Data lines.

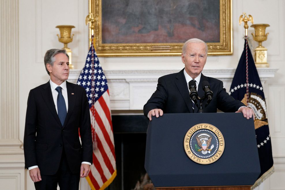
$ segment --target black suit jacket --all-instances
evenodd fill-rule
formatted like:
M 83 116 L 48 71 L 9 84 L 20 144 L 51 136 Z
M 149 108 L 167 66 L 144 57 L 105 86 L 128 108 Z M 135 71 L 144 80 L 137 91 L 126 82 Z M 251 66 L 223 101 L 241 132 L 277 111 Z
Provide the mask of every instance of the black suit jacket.
M 147 117 L 149 111 L 157 108 L 161 109 L 165 113 L 193 113 L 184 70 L 183 69 L 179 72 L 158 79 L 156 90 L 144 106 L 145 116 Z M 209 82 L 213 95 L 211 101 L 204 109 L 204 113 L 215 113 L 217 109 L 224 112 L 235 112 L 241 107 L 245 106 L 229 95 L 224 88 L 222 82 L 202 74 L 198 88 L 198 94 L 200 98 L 205 94 L 202 86 L 204 81 Z M 203 105 L 206 105 L 207 101 L 206 99 L 203 101 Z
M 68 109 L 63 126 L 57 113 L 49 82 L 30 91 L 24 138 L 25 168 L 38 165 L 41 174 L 53 175 L 63 154 L 73 173 L 80 172 L 82 161 L 92 163 L 90 115 L 85 90 L 67 81 L 66 87 Z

What the task asks.
Set the pictures aside and transcribe the data above exactly.

Solution for this task.
$ segment --target black suit jacket --all-instances
evenodd fill-rule
formatted like:
M 83 116 L 48 71 L 9 84 L 20 144 L 51 136 Z
M 149 108 L 167 66 L 144 57 L 105 86 L 128 108 Z M 135 71 L 144 80 L 137 91 L 126 82 Z M 251 66 L 223 101 L 241 132 L 277 111 Z
Provide the mask of every instance of the black suit jacket.
M 147 117 L 149 111 L 157 108 L 161 109 L 165 113 L 193 113 L 184 70 L 183 69 L 179 72 L 158 79 L 156 90 L 144 106 L 145 116 Z M 209 82 L 213 95 L 211 101 L 204 109 L 204 113 L 215 113 L 217 109 L 224 112 L 235 112 L 241 107 L 245 106 L 229 95 L 224 88 L 222 82 L 202 74 L 198 88 L 198 94 L 200 98 L 205 94 L 202 86 L 204 81 Z M 203 105 L 206 105 L 207 101 L 206 99 L 203 101 Z
M 68 109 L 63 126 L 57 113 L 49 82 L 30 91 L 24 138 L 25 168 L 38 165 L 41 174 L 53 175 L 63 154 L 73 173 L 80 172 L 82 161 L 92 163 L 90 115 L 85 90 L 67 81 L 66 87 Z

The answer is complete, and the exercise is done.